• [DESCRIPTION OF THE TASK] In the entries below, reproduce word for word the lines from the one containing "[point] every instance of the sea" to the one containing "[point] every instance of the blue", including both of those lines and nothing else.

• [Entries from a pointing dataset]
---
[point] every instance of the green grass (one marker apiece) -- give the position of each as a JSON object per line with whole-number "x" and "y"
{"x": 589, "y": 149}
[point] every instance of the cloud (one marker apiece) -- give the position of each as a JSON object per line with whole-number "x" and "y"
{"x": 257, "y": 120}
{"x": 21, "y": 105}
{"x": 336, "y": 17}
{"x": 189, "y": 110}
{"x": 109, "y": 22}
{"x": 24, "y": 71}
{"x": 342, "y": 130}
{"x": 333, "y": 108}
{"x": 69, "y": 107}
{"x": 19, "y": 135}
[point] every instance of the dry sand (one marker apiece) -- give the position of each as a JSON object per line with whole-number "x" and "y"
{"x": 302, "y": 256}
---
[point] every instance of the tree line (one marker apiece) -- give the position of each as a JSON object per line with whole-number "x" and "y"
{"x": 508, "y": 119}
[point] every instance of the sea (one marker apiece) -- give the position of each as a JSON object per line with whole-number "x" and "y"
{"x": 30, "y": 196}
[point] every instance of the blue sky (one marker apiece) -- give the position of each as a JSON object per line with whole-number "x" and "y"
---
• [RESULT]
[point] every instance of the sea (one marker apiece) -- give the position of each as a JSON object per line with whole-number "x" and "y"
{"x": 30, "y": 196}
[point] every instance of the blue sky (one marker apiece) -- give the position of each as a JSON object per line with whole-number "x" and "y"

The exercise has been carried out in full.